PROVIDED RECORDS —
********
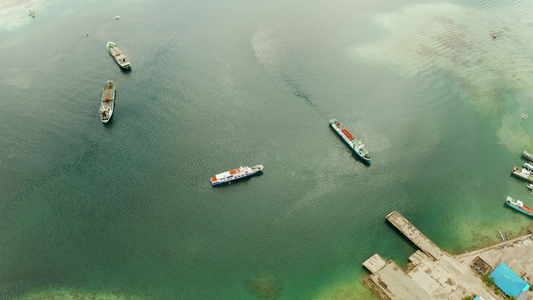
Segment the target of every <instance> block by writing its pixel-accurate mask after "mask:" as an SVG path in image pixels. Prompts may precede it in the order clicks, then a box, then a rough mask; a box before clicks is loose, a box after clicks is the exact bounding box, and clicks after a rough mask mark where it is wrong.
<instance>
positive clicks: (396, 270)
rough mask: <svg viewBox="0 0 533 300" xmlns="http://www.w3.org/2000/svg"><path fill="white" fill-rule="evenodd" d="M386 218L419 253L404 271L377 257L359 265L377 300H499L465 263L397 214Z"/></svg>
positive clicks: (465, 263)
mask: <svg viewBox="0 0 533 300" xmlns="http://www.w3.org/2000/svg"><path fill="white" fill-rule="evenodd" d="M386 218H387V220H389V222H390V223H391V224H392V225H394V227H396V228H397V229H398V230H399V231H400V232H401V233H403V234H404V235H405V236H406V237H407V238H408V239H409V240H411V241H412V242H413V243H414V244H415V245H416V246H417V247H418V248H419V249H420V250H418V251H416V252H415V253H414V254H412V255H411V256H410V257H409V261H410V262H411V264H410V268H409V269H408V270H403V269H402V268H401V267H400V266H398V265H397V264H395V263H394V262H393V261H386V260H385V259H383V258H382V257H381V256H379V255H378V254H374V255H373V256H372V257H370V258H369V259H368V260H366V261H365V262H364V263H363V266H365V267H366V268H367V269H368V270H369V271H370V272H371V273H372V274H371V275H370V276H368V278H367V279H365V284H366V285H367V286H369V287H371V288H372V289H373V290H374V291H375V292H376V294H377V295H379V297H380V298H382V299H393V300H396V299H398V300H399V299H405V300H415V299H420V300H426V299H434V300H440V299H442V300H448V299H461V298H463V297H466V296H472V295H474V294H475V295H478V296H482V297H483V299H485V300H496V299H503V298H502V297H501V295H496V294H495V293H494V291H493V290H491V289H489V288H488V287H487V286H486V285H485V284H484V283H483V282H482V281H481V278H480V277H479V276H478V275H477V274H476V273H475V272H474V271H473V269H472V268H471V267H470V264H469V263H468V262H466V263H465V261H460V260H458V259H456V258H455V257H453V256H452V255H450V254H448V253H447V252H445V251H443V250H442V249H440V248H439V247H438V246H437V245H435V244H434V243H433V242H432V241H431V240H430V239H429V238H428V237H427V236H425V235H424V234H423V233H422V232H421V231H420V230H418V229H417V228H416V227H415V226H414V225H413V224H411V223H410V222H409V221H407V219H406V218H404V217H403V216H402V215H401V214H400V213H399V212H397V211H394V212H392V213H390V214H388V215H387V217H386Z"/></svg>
********
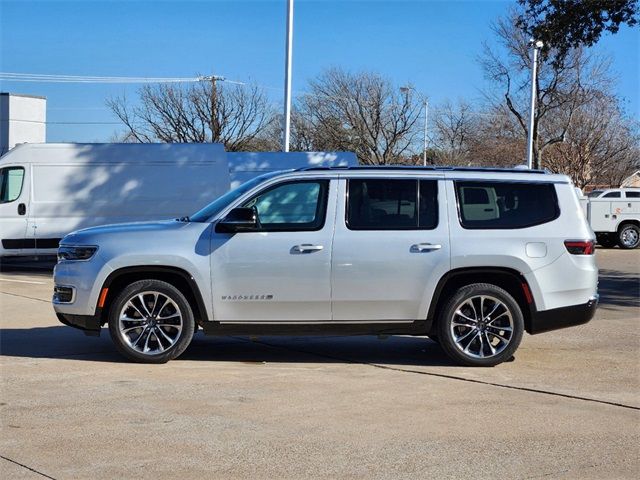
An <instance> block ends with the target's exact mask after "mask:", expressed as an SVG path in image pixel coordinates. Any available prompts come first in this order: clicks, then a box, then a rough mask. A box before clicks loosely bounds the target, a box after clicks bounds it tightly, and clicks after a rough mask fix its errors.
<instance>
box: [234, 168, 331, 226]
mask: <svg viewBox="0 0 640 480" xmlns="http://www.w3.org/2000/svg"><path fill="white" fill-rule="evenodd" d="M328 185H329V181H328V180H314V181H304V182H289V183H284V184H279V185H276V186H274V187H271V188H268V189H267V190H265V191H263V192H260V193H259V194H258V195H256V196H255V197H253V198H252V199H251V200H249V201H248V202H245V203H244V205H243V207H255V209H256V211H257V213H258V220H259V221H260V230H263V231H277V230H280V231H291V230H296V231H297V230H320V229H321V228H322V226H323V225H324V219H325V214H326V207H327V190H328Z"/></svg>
********
Reproduce the lines starting at the one that contains "Segment the target" and ending at the one that contains "positive clicks: (465, 263)", substituting "coarse mask" for "rough mask" and leaving everything else unchanged.

SOLVED EXERCISE —
Segment the target of every <instance> block by writing its pixel-accurate mask after "mask:" as an SVG path in image pixels. Prompts may precede it in the order clicks, then a box, then a coarse mask; a box before clicks is loose, a box after clicks is the exact bounding box, and clicks after a coarse mask mark where it is wrong.
<instance>
positive clicks: (396, 270)
coarse mask: <svg viewBox="0 0 533 300" xmlns="http://www.w3.org/2000/svg"><path fill="white" fill-rule="evenodd" d="M386 218L419 253L404 271L377 257L359 265L377 300H499L465 263L397 214Z"/></svg>
positive clicks: (465, 263)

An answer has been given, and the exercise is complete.